- _Extracted records_

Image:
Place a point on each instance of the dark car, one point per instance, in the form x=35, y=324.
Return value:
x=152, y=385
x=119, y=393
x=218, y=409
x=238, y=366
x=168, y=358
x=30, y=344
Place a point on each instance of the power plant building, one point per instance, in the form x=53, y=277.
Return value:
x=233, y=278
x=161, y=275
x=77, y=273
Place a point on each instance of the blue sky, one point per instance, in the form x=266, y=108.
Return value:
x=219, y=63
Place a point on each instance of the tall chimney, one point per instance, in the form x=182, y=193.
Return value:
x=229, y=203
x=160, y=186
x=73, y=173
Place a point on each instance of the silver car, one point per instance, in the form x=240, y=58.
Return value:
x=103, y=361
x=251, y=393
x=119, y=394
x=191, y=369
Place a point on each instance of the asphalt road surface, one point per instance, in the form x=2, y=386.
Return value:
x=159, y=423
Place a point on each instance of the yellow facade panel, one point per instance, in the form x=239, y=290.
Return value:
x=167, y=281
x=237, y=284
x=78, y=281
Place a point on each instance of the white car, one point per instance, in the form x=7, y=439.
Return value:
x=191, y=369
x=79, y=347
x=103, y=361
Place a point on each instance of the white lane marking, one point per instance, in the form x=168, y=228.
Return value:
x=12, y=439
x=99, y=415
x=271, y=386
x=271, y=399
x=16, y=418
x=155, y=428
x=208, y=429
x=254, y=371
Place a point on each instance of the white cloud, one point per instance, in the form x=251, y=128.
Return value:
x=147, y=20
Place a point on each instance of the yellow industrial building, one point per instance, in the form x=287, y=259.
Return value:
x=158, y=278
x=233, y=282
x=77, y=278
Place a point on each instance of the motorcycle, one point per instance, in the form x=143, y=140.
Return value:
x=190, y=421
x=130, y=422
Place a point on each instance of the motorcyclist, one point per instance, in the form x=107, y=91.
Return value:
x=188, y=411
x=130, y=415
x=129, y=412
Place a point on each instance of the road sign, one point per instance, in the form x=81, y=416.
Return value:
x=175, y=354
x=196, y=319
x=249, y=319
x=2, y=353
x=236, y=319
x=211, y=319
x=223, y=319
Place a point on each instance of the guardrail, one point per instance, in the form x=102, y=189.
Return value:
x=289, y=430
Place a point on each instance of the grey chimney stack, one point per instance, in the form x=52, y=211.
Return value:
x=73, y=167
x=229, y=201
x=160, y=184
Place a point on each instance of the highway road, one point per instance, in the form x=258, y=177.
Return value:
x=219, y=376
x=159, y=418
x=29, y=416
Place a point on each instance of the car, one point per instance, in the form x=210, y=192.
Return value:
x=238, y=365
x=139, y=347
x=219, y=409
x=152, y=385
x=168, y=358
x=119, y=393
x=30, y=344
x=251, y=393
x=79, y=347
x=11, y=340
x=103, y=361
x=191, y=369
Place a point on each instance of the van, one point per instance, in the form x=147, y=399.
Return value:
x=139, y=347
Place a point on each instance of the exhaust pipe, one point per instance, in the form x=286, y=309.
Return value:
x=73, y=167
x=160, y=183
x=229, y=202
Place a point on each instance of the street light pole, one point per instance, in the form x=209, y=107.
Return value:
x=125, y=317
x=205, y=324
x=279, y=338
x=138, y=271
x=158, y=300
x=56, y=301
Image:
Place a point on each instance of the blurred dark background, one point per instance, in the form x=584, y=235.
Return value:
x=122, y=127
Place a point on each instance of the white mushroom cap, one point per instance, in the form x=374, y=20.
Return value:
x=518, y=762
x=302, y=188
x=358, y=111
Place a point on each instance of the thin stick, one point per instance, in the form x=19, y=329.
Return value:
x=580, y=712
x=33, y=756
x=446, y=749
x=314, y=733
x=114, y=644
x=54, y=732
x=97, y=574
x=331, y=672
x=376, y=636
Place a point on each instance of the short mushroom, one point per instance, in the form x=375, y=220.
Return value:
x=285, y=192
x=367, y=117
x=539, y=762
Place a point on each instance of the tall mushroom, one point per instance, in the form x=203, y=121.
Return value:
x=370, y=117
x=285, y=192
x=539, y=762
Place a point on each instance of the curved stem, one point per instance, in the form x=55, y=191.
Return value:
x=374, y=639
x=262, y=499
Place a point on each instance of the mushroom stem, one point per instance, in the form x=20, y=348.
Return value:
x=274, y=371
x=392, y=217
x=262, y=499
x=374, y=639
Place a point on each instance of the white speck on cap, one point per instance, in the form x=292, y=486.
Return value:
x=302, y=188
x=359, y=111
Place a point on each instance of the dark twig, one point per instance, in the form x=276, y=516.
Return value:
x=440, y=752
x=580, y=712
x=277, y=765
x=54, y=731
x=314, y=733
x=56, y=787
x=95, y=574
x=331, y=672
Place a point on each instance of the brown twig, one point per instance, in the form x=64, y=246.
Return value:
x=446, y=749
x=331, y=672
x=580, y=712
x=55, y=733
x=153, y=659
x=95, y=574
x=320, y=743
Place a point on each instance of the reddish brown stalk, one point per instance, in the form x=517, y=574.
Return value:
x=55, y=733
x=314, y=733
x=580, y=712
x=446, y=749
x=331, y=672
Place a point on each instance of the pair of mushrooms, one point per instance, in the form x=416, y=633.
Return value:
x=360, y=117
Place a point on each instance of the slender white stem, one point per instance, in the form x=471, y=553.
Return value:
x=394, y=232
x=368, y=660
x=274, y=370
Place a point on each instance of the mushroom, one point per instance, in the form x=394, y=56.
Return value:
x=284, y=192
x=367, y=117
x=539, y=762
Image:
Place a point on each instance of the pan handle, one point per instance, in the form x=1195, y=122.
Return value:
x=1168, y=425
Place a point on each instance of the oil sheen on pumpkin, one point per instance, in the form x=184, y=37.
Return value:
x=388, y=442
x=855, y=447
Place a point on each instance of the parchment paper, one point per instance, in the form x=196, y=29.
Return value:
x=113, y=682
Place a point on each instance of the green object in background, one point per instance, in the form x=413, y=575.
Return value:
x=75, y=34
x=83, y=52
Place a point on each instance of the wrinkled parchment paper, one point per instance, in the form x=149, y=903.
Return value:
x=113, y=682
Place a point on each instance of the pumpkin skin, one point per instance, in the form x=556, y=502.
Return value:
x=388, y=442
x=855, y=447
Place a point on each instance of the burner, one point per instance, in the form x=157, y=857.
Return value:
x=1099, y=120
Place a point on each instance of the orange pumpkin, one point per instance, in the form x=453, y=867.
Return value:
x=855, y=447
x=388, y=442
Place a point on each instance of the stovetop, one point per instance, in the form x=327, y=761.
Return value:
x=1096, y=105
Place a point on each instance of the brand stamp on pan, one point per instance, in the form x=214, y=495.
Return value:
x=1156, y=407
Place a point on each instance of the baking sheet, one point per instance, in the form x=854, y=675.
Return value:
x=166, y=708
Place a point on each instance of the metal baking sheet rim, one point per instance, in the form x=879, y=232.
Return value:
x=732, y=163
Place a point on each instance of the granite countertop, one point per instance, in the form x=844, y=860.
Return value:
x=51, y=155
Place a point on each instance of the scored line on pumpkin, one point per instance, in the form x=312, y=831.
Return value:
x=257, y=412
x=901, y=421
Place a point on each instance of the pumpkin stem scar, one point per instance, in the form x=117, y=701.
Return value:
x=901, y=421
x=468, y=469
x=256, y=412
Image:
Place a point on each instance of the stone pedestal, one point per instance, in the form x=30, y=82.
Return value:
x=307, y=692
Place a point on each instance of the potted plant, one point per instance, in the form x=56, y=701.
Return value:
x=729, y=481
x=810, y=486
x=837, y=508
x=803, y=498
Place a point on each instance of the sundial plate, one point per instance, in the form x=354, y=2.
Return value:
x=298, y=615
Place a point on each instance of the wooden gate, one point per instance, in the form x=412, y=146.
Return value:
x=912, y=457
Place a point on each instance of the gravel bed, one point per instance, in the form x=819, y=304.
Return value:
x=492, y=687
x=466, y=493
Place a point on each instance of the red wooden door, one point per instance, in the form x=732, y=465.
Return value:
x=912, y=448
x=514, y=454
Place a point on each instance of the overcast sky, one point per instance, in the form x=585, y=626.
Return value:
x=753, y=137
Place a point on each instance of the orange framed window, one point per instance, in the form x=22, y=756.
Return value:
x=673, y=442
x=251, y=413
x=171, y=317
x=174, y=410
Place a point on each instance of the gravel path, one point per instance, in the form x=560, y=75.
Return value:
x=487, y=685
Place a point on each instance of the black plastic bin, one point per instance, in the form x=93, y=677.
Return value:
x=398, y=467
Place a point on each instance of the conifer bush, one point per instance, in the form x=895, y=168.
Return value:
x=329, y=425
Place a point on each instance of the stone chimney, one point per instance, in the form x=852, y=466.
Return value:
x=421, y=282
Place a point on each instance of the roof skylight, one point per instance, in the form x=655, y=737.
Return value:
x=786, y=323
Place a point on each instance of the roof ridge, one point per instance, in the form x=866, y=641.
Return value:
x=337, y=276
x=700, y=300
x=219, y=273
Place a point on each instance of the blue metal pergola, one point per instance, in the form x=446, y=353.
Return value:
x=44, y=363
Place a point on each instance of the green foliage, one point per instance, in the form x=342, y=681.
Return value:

- _Exercise objective_
Change "pergola" to "canopy" in the entries from the line containing "Place a point on each instance of the blue metal" through the end of the entries, and reproduce those lines with everything else unchanged.

- _Result of the exercise_
Place a point on each instance of the blue metal canopy, one point per instance, in the form x=446, y=353.
Return value:
x=44, y=363
Place a point on each instance of the green foliage, one point per instance, in the form x=342, y=681.
Return value:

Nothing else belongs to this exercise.